**THE TASK:**
Render the listing below as a Markdown table with the columns Number and Record line, placing each nonblank line in its own row and numbering the rows in order.

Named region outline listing

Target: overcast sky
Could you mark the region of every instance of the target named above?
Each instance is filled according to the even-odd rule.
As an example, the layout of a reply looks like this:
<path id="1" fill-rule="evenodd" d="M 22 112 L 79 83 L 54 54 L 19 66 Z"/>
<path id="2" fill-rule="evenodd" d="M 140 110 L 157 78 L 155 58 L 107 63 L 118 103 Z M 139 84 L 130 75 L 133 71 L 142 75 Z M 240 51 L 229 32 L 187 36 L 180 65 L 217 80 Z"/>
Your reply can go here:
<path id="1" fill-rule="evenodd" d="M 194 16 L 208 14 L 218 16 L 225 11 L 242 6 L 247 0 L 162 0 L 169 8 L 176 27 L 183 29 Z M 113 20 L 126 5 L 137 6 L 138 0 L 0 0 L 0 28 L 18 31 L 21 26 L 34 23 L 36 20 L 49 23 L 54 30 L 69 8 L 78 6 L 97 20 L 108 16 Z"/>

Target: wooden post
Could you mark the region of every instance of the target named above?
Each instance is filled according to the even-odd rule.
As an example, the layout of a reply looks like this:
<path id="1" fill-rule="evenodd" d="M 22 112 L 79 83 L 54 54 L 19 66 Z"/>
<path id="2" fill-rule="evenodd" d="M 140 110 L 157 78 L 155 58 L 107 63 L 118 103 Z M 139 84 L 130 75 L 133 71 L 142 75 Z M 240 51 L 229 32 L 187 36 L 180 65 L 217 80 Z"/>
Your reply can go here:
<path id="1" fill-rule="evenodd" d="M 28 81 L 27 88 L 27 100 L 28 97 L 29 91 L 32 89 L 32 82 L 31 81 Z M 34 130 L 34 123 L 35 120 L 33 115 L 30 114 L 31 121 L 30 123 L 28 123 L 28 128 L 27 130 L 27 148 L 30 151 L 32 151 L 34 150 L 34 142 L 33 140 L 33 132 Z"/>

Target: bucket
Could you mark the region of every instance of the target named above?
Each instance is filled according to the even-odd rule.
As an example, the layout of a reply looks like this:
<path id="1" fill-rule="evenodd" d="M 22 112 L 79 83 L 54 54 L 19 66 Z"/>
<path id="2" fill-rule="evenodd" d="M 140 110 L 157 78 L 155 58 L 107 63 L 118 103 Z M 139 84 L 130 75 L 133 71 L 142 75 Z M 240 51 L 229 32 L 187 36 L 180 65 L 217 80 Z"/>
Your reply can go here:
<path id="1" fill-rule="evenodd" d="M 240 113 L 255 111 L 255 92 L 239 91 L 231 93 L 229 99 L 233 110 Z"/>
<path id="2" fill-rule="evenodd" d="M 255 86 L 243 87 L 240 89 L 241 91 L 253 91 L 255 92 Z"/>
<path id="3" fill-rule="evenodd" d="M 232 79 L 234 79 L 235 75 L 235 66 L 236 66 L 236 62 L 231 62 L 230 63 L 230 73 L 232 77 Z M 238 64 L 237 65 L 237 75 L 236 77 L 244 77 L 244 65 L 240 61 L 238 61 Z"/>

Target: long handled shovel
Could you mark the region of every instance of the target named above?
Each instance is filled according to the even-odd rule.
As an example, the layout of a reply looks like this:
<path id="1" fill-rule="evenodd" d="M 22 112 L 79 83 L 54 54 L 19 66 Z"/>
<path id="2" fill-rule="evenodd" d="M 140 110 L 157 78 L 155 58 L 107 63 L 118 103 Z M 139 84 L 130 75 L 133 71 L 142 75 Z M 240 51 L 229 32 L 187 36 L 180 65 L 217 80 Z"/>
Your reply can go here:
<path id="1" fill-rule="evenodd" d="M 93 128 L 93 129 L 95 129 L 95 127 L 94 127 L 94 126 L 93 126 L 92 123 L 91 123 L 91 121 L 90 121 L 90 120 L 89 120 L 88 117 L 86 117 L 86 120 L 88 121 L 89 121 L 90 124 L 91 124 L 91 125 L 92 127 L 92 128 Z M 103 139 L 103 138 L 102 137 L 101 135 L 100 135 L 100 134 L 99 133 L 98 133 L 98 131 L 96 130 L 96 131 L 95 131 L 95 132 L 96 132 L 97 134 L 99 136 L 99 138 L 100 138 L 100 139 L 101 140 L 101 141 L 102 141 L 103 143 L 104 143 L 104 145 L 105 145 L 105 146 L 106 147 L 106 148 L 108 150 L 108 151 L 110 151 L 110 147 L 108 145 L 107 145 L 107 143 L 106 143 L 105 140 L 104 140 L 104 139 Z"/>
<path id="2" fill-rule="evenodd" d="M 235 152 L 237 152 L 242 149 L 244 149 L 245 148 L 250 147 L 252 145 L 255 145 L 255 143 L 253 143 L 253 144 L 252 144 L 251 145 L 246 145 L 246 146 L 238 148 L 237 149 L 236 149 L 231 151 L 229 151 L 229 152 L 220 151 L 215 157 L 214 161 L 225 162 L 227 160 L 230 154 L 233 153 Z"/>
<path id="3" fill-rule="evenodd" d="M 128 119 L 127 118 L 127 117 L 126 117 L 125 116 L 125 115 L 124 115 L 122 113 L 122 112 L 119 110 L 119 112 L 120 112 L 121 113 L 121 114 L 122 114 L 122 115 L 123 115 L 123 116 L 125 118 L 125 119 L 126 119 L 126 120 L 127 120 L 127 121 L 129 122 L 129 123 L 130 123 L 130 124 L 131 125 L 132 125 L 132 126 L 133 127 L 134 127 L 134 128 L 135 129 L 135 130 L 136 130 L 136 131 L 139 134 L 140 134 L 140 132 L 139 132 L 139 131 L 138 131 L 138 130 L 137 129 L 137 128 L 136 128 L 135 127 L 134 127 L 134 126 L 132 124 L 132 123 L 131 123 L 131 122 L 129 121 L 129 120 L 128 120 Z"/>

**EXERCISE ANSWER:**
| Number | Record line |
|---|---|
| 1 | Target: overcast sky |
| 2 | Could you mark the region of every instance of the target named above? |
| 3 | Each instance is filled according to the even-odd rule. |
| 4 | As an example, the layout of a reply looks like this: |
| 5 | <path id="1" fill-rule="evenodd" d="M 22 112 L 79 83 L 54 54 L 19 66 Z"/> |
| 6 | <path id="2" fill-rule="evenodd" d="M 140 110 L 157 78 L 155 58 L 107 63 L 118 103 Z M 139 84 L 130 75 L 133 71 L 142 75 Z M 240 51 L 229 32 L 187 36 L 180 65 L 217 80 Z"/> |
| 7 | Your reply can go here: |
| 8 | <path id="1" fill-rule="evenodd" d="M 194 16 L 208 14 L 218 16 L 225 11 L 242 6 L 247 0 L 162 0 L 169 8 L 176 27 L 183 29 Z M 113 20 L 126 5 L 137 6 L 138 0 L 0 0 L 0 28 L 18 31 L 21 26 L 34 23 L 36 20 L 49 23 L 54 30 L 69 8 L 78 6 L 97 20 L 108 16 Z"/> |
| 9 | Target: wooden post |
| 10 | Could you mark the region of every instance of the target named above? |
| 11 | Each instance is filled according to the even-odd rule. |
| 12 | As an example, the layout of a reply looks like this: |
| 13 | <path id="1" fill-rule="evenodd" d="M 22 112 L 79 83 L 54 54 L 19 66 Z"/> |
| 14 | <path id="2" fill-rule="evenodd" d="M 140 110 L 157 78 L 155 58 L 107 63 L 118 103 Z M 139 84 L 130 75 L 133 71 L 142 75 Z M 240 51 L 229 32 L 187 36 L 180 65 L 217 80 Z"/> |
| 15 | Your reply can go here: |
| 16 | <path id="1" fill-rule="evenodd" d="M 28 81 L 27 88 L 27 100 L 28 97 L 29 91 L 32 89 L 32 82 L 31 81 Z M 34 130 L 34 123 L 35 120 L 33 115 L 30 114 L 31 121 L 30 123 L 28 123 L 28 128 L 27 130 L 27 148 L 30 151 L 32 151 L 34 150 L 34 142 L 33 140 L 33 132 Z"/> |
| 17 | Target: bucket |
| 18 | Could you mark the region of every instance of the target named above? |
| 19 | Each instance is filled according to the even-odd rule. |
| 20 | As an example, the layout of a reply looks like this: |
| 21 | <path id="1" fill-rule="evenodd" d="M 22 112 L 79 83 L 54 54 L 19 66 Z"/> |
| 22 | <path id="2" fill-rule="evenodd" d="M 140 110 L 157 78 L 155 58 L 107 63 L 118 103 Z M 139 84 L 130 75 L 133 71 L 142 75 Z M 240 51 L 229 32 L 187 36 L 180 65 L 217 80 Z"/> |
| 23 | Your reply can go here: |
| 24 | <path id="1" fill-rule="evenodd" d="M 240 113 L 255 111 L 255 92 L 239 91 L 231 93 L 229 99 L 233 110 Z"/> |
| 25 | <path id="2" fill-rule="evenodd" d="M 255 86 L 243 87 L 240 89 L 241 91 L 253 91 L 255 92 Z"/> |
| 26 | <path id="3" fill-rule="evenodd" d="M 232 79 L 234 79 L 235 75 L 235 66 L 236 66 L 236 62 L 231 62 L 230 63 L 230 73 L 232 77 Z M 238 64 L 237 65 L 237 75 L 236 77 L 244 77 L 244 65 L 240 61 L 238 61 Z"/> |
| 27 | Target: long handled shovel |
| 28 | Could you mark the region of every instance of the target named above? |
| 29 | Each instance is filled according to the even-odd rule. |
| 30 | As an example, the layout of a reply looks like this: |
| 31 | <path id="1" fill-rule="evenodd" d="M 22 112 L 79 83 L 54 54 L 19 66 Z"/> |
| 32 | <path id="2" fill-rule="evenodd" d="M 140 110 L 157 78 L 155 58 L 107 63 L 118 103 Z M 139 84 L 130 75 L 133 71 L 142 75 Z M 240 51 L 229 32 L 187 36 L 180 65 L 217 80 Z"/> |
| 33 | Your reply can go here: |
| 34 | <path id="1" fill-rule="evenodd" d="M 93 128 L 93 129 L 95 129 L 95 127 L 94 127 L 94 126 L 93 126 L 92 123 L 91 123 L 91 121 L 90 121 L 90 120 L 89 120 L 88 117 L 86 117 L 86 120 L 88 121 L 89 121 L 90 124 L 91 124 L 91 125 L 92 127 L 92 128 Z M 103 139 L 103 138 L 102 137 L 101 135 L 100 135 L 100 134 L 99 133 L 98 133 L 98 131 L 96 130 L 96 131 L 95 131 L 95 132 L 96 132 L 97 134 L 99 136 L 99 138 L 100 138 L 100 139 L 101 140 L 101 141 L 102 141 L 103 143 L 104 143 L 104 145 L 105 145 L 105 146 L 106 147 L 106 148 L 108 150 L 108 151 L 110 151 L 110 147 L 108 145 L 107 145 L 107 143 L 106 143 L 105 140 L 104 140 L 104 139 Z"/> |
| 35 | <path id="2" fill-rule="evenodd" d="M 235 152 L 237 152 L 242 149 L 244 149 L 245 148 L 250 147 L 252 145 L 255 145 L 255 143 L 253 143 L 253 144 L 252 144 L 251 145 L 246 145 L 246 146 L 238 148 L 237 149 L 236 149 L 231 151 L 229 151 L 229 152 L 220 151 L 215 157 L 214 161 L 225 162 L 227 160 L 230 154 L 233 153 Z"/> |
| 36 | <path id="3" fill-rule="evenodd" d="M 128 119 L 127 118 L 127 117 L 126 117 L 125 116 L 125 115 L 124 115 L 122 113 L 122 112 L 119 110 L 119 112 L 120 112 L 121 113 L 121 114 L 122 114 L 122 115 L 123 115 L 123 116 L 125 118 L 125 119 L 126 119 L 126 120 L 127 120 L 127 121 L 129 122 L 129 123 L 130 123 L 130 124 L 131 125 L 132 125 L 132 126 L 133 127 L 134 127 L 134 128 L 135 129 L 135 130 L 136 130 L 136 131 L 139 134 L 140 134 L 140 132 L 139 132 L 139 131 L 138 131 L 138 130 L 137 129 L 137 128 L 136 128 L 135 127 L 134 127 L 134 126 L 132 124 L 132 123 L 131 123 L 131 122 L 129 121 L 129 120 L 128 120 Z"/> |